**TASK GOAL**
All records below are to be duplicated exactly, with every picture excluded.

**DATA TO USE**
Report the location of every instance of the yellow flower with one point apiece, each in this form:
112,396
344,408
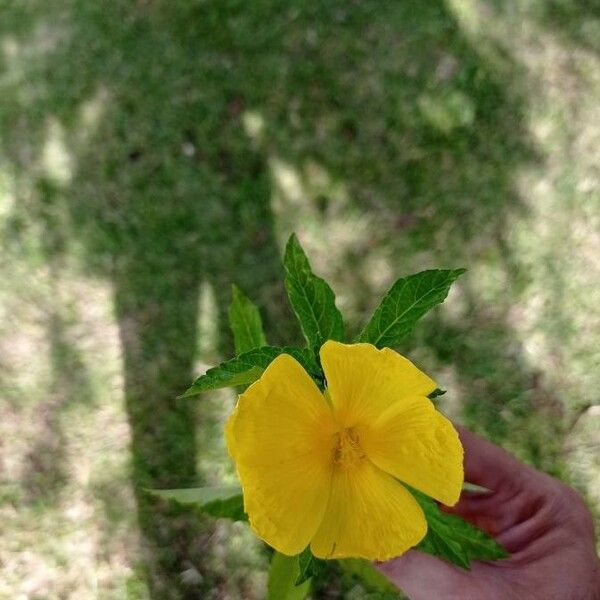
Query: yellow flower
325,468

**FINAL ANSWER**
Report the location of every instance of the yellow flower with one point apiece, each in this form:
112,396
344,408
Query: yellow flower
325,468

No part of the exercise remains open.